**Lo que se pide 1**
En el fragmento sobre la familia Álvarez Cruz, ¿cómo se llamaba el car wash donde Edgar era el encargado y en qué avenida estaba?

**Fragmento**
· · · · · · ·
Del menor de los miembros de la familia Álvarez Cruz no hay actitudes que lo hagan ver ante los suyos como el asesino frío y calculador de las víctimas del campo algodonero y el cerro del Cristo Negro.

“Nosotros tenemos la visión de que fue una personal normal, un niño y adolescente normal, con quien jugábamos y peleábamos aquí en la familia, como cualquier otra”, dice su hermano mayor de 35 años, Fidel, quien se haya sentado en una habitación inconclusa dentro de la primera de las cuatro casas que integran el complejo familiar, en la colonia Salbárcar.

Hasta que se marchó de la ciudad, el día que se grabó el video, Edgar fue un tipo de rutinas, dice el hermano. Solía llegar del car wash en donde era el encargado, un negocio llamado Pit-Stop, en la avenida Gómez Morín -que atraviesa la zona residencial de la clase pudiente- y algunas veces lo hacía con sus compañeros.

“Pisteaban y quién sabe si consumiría drogas, pero nosotros nunca lo vimos drogado, nunca lo vimos en las nubes así como se ve a muchas personas que los ve uno y están zafadones; nosotros nunca lo vimos así, pero sí tomaba, normal, como muchas familias”, dice.
· · · · · · ·
Entradas guardadas del conjunto de datos

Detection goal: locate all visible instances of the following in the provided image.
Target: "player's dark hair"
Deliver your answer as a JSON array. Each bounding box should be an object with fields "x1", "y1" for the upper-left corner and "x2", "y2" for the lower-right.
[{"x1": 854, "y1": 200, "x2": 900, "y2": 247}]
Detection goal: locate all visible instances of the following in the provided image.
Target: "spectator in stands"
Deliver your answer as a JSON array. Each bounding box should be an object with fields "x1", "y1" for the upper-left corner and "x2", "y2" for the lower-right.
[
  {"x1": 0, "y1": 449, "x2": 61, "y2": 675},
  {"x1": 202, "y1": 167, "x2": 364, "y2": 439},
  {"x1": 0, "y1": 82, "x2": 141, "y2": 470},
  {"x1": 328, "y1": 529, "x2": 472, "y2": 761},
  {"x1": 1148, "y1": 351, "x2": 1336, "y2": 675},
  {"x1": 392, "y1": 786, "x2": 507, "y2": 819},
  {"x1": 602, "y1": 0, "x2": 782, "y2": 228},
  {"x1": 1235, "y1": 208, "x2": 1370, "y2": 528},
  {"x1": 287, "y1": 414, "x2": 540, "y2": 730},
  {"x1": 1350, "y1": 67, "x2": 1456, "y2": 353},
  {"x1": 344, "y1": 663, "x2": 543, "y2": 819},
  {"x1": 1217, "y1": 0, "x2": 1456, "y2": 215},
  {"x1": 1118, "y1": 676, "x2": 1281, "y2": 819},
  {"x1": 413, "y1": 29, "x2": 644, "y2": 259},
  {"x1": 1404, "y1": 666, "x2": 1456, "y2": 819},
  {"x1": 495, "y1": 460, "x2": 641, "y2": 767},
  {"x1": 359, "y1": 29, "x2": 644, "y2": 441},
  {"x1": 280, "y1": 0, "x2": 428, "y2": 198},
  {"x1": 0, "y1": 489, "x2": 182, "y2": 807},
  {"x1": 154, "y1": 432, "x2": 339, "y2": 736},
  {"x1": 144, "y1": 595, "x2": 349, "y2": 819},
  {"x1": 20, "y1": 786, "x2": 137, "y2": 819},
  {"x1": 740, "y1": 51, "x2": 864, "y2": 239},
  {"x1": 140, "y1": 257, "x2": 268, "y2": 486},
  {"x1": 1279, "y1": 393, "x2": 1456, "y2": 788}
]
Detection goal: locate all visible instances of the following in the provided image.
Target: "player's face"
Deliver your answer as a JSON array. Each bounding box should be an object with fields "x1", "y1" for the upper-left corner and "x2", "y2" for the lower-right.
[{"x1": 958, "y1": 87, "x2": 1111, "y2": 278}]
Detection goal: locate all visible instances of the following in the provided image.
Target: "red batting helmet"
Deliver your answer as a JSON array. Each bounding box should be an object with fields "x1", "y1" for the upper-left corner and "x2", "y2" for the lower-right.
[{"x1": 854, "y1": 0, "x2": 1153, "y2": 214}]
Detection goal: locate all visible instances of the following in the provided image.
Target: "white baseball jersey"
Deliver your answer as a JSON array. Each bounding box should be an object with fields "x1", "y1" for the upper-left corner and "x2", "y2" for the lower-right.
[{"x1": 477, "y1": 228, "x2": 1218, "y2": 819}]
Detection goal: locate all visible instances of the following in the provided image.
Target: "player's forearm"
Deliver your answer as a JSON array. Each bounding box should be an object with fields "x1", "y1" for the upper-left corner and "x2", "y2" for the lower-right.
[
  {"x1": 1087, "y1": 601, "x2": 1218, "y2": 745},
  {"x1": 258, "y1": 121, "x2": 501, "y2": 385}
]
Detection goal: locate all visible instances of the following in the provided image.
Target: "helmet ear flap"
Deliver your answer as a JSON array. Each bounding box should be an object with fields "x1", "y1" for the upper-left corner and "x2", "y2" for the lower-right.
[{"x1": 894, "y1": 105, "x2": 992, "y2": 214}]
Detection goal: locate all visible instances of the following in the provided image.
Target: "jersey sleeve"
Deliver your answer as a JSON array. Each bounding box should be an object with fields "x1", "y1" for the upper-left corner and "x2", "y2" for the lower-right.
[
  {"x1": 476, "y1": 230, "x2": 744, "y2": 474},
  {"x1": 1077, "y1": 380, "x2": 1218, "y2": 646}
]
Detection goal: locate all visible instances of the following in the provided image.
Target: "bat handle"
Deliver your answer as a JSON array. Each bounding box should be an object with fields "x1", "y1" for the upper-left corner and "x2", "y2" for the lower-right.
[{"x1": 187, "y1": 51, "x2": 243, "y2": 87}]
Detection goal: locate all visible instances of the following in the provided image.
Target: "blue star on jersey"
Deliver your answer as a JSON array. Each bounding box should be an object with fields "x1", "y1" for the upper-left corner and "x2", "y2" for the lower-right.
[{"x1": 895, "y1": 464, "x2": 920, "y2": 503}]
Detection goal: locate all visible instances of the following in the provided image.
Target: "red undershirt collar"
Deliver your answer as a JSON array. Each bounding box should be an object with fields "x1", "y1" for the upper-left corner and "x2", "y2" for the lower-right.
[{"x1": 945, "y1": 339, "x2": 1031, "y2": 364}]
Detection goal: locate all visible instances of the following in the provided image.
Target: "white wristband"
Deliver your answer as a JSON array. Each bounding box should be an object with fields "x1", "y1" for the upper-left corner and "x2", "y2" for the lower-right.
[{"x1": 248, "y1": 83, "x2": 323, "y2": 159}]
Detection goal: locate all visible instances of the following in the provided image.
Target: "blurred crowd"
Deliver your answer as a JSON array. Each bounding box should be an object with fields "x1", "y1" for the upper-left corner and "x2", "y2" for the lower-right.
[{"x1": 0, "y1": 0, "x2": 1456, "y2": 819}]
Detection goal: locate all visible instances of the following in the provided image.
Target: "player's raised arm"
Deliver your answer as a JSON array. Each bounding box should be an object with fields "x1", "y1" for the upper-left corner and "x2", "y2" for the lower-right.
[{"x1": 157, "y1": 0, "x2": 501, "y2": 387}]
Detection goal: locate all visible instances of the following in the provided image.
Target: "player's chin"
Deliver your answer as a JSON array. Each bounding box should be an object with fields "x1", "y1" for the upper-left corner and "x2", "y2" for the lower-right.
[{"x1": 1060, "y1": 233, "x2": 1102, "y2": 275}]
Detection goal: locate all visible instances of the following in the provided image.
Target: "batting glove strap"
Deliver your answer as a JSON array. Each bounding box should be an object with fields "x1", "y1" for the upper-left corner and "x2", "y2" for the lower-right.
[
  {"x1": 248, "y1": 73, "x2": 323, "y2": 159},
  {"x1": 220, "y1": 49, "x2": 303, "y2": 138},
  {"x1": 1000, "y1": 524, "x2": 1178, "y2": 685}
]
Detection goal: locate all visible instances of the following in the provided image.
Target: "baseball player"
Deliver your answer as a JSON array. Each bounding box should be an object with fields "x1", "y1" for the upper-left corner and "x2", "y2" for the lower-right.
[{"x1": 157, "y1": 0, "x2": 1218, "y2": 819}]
· · · · · · ·
**Lo que se pide 2**
Identifica y copia cada línea de las entradas que contenga la palabra "batting". Las mayúsculas y minúsculas cuentan.

**Respuesta esperada 1**
Se llamaba Pit-Stop y estaba en la avenida Gómez Morín.

**Respuesta esperada 2**
Target: "red batting helmet"
Target: "batting glove strap"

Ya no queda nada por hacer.